> GIVEN INSTRUCTION:
Count the lines in the data below that contain the word "white", with case counting. Give only the number.
>> begin RECORDS SUPPLIED
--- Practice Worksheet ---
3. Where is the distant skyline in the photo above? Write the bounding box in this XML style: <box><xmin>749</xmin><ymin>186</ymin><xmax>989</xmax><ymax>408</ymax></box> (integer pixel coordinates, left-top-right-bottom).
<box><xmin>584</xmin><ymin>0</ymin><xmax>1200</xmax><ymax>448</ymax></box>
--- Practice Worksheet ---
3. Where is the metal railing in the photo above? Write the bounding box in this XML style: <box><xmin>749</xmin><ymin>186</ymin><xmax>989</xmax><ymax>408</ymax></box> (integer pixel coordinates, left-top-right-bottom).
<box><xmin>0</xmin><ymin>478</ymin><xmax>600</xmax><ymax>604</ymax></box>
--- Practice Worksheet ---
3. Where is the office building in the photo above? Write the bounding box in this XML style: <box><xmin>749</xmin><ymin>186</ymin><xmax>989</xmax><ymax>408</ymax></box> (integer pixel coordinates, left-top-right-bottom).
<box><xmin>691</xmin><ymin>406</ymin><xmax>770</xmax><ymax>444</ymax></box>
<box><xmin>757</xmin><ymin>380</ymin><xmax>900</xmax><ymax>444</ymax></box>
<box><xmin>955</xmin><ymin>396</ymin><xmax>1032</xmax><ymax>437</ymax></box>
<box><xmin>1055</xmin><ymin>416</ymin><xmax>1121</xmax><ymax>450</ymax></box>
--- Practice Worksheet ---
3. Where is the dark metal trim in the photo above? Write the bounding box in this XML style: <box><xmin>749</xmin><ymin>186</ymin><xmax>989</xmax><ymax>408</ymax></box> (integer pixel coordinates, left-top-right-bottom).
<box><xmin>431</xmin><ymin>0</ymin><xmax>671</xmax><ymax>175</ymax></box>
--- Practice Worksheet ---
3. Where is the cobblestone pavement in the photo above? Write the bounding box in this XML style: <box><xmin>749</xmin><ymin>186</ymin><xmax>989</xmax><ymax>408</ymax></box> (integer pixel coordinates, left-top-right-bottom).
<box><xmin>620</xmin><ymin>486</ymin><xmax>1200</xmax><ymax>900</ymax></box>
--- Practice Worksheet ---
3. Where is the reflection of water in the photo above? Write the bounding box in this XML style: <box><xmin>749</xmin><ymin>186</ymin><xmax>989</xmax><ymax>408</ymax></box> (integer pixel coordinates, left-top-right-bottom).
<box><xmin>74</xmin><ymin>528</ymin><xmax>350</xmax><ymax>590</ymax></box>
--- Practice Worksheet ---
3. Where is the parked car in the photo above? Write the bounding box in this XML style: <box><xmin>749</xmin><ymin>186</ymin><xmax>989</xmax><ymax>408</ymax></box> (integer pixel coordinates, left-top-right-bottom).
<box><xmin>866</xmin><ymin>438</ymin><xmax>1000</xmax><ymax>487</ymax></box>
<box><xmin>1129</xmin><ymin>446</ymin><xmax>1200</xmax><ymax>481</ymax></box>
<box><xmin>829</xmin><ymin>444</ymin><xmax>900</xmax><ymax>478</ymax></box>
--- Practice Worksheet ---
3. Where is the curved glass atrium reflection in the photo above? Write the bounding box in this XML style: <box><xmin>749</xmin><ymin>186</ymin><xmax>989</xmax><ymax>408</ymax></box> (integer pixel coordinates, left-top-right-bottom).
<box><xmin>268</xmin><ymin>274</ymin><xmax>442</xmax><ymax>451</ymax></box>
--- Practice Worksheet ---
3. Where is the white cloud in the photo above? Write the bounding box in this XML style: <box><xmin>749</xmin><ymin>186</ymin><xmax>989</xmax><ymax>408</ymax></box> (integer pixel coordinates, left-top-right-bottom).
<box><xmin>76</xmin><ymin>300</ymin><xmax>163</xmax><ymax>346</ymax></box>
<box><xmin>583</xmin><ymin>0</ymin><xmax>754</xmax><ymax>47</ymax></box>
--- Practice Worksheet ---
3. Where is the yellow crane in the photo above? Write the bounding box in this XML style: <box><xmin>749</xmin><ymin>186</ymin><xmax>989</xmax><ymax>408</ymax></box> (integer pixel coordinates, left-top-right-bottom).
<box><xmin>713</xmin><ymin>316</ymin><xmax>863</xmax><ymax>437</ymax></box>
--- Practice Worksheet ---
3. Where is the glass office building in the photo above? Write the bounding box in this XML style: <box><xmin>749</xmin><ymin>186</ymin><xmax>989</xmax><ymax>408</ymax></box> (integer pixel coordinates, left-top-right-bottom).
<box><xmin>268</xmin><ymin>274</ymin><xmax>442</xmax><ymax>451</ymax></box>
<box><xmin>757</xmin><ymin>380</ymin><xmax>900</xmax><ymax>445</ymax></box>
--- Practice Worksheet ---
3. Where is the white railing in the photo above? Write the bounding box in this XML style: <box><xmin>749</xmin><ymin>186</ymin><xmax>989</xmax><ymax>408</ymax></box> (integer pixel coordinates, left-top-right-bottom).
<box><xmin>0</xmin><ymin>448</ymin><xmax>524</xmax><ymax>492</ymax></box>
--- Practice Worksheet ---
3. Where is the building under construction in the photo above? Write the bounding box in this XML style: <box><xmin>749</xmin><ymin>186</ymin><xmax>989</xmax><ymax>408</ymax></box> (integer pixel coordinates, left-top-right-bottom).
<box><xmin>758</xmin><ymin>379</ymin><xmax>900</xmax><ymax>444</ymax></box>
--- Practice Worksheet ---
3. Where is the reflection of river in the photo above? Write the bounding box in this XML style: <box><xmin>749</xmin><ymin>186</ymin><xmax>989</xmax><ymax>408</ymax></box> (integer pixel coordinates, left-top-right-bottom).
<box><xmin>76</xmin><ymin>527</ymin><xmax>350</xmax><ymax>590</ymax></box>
>> end RECORDS SUPPLIED
> THE RESULT:
2